### WORK TO BE COMPLETED
Reproduce the data below word for word, leaving out the pictures.

### PROVIDED DATA
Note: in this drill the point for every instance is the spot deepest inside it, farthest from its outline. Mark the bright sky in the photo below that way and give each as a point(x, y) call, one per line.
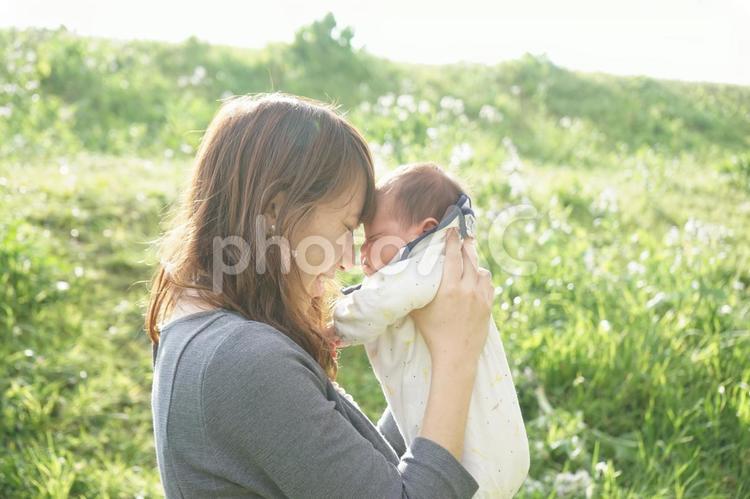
point(681, 39)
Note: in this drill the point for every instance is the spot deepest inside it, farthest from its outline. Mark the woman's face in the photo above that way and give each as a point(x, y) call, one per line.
point(325, 243)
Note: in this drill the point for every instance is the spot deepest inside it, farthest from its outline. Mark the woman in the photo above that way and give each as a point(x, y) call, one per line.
point(244, 401)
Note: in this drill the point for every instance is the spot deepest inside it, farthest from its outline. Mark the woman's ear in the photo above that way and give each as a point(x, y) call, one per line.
point(274, 207)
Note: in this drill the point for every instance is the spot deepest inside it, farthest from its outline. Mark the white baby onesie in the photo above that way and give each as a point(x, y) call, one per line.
point(496, 451)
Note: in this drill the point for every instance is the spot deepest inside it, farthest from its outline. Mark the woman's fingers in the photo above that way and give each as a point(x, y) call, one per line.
point(469, 254)
point(485, 285)
point(470, 247)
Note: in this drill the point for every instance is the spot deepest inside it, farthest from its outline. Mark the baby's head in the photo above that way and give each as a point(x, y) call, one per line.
point(410, 200)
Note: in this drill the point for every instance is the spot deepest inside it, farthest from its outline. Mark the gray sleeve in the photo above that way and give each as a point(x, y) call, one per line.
point(263, 403)
point(387, 426)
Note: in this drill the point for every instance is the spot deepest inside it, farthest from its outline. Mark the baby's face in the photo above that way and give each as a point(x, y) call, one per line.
point(384, 236)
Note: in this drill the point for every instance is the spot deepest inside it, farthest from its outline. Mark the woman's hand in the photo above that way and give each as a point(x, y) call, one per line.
point(455, 323)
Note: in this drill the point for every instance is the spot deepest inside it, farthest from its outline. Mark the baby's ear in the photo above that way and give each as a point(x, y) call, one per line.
point(427, 224)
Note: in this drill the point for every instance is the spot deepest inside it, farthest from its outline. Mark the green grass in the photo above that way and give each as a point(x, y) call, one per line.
point(628, 335)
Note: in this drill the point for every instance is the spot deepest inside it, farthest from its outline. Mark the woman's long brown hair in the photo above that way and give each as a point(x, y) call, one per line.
point(256, 147)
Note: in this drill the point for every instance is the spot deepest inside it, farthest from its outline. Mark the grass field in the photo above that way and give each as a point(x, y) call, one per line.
point(628, 332)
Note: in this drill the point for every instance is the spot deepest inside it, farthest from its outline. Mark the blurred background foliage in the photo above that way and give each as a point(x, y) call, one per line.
point(629, 340)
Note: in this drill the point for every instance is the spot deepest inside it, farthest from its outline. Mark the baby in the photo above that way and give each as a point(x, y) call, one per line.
point(403, 259)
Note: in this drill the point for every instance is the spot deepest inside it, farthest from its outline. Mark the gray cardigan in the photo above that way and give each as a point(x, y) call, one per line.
point(241, 410)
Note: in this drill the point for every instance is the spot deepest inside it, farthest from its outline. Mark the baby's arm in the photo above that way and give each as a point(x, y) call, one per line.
point(385, 298)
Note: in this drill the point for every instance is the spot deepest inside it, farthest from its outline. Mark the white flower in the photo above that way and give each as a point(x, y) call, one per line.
point(567, 484)
point(452, 104)
point(461, 153)
point(490, 114)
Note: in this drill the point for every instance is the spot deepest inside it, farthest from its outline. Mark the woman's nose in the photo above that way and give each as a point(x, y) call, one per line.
point(347, 258)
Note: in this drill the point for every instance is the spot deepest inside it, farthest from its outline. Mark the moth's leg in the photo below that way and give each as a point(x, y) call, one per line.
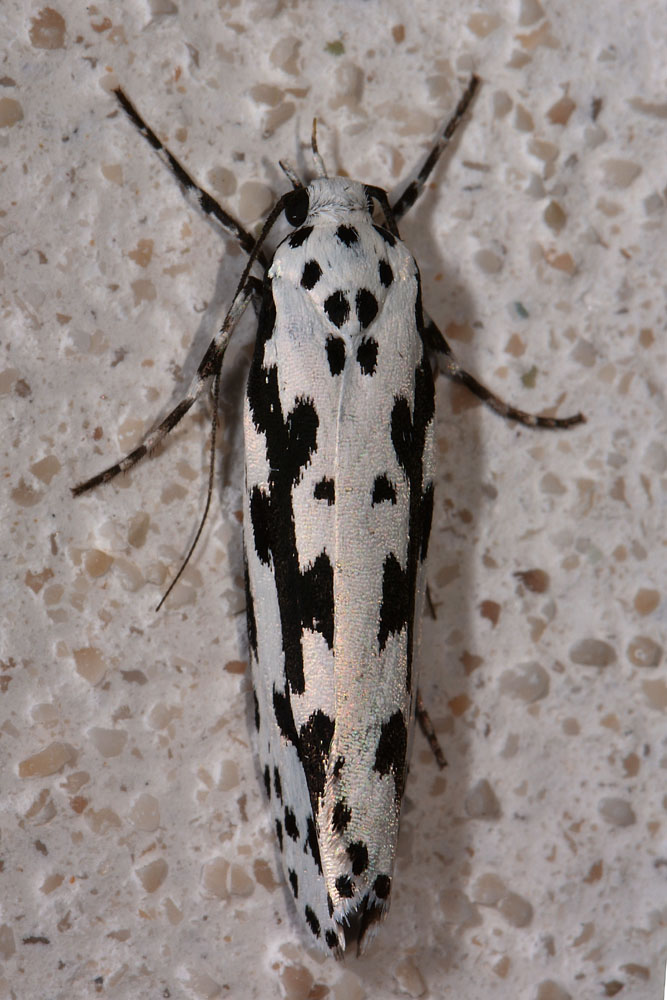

### WORKED SOLUTION
Note: in this drill the point for every instance is the spot deepest inside it, farthest from its outline. Mark the bright sky in the photo below that way and give each as a point(x, y) call, one per line.
point(681, 39)
Note: in this drill the point for every instance is the spot deepest inside it, farthest from its outline. Mark the woman's face in the photo above that way and give each as a point(x, y) call, one per line.
point(325, 243)
Note: in this drill the point for every instance is the spot deepest inside it, farthest from its outline. Mark the woman in the photo above that way and give each as a point(x, y) call, one per line.
point(244, 401)
Note: in this drill the point for every instance is the spot deepest inside it, farthest from its outline. Mark the woman's ear in the photo above that way and give each as a point(x, y) call, one per line.
point(274, 207)
Note: in this drill the point for every instance is the spot deepest inside it, farthest from its outline. Mark the white baby onesie in the photo above that way and give each as a point(x, y) call, one per line.
point(496, 451)
Note: in this drill the point for every instance is the spot deepest inside it, farthest from its outline. Mark the woman's fingers in the photo above that way and give each as a point(x, y) call, one per line.
point(469, 254)
point(485, 285)
point(470, 247)
Note: in this drill the point for every instance is the spot deepest inside it, farthest from its outline. Mark the baby's head in the photo above that way and give each as a point(x, y) call, one per line.
point(410, 200)
Note: in this drill the point for every instance is the spot deepest inside it, farthest from its outline. Mark the gray sleeve in the photo above that way and give each as a point(x, y) call, one per line.
point(263, 403)
point(387, 426)
Note: in this drill the point for every instance is the spot deepest inside it, farthest from its outline. Mark the baby's face in the photo above that way and give each as a point(x, y) call, one per line.
point(384, 236)
Note: in this drill the point for every instance is the spot deepest inside it, farthest from its outline. Mark the woman's hand in the photo above that way and give each as a point(x, y) call, one per line.
point(455, 323)
Note: in this drill the point for every instance is the spot deepest inside it, farthest from its outline. Mark the baby's ear in the photo above that way and give each as a point(x, y) call, one per line.
point(427, 224)
Note: in this drill the point for every instance is the spot deepest inside it, farthest from its outline. Mark the green grass in the photo above that way and give each as a point(x, y) call, one per line.
point(628, 335)
Note: in this drill the point for every instance is the spot deepest inside it, farthest from its outline. Mark the woman's long brown hair in the photo above that way and give each as a point(x, y) call, one per line.
point(256, 147)
Note: in this drill the point for every instance is the spot deepest inside it, farthest from its outline. Mark the grass field in the photo above that way and give each as a point(x, y) call, one per line.
point(628, 332)
Note: in this drill the point for every instance is the spot deepest inside it, farthest from its outline. Mark the blurred background foliage in the photo above that way and give each as a point(x, y) call, one per line.
point(629, 340)
Note: in this drill the point for every instance is the spot deepest inside it, farthest from its outline. Mark the baby in the photo above that way and give each as a point(x, y) call, one per line.
point(403, 259)
Note: in this drill the point for every instance is the spot deepest inside it, farthest from its outline. Mark the gray cardigan in the photo above that way and give each as a point(x, y) call, one per line.
point(241, 410)
Note: in this drill the point for every instance is the spot deepest inside it, farthest from its outline. Mark the baby's arm in the photo above that way and give each as a point(x, y) call, one per line.
point(385, 298)
Note: in this drill the point for every instance is the spot deepest inside it, farthest from its outline. Mark the white flower in the photo above that way and give each as a point(x, y) call, one per line.
point(567, 484)
point(452, 104)
point(461, 153)
point(490, 114)
Note: in this drill the point for every instance is the spot deepest inside it, farthest from its outline. Mark the woman's nose in the photo above that way and give each as a point(x, y) call, one per line.
point(347, 258)
Note: in this drill the point for every instance is the spot deepest inside it, farthest from its outline. Mark the moth's leg in the photo below that way and give each as a point(x, y) call, one per line.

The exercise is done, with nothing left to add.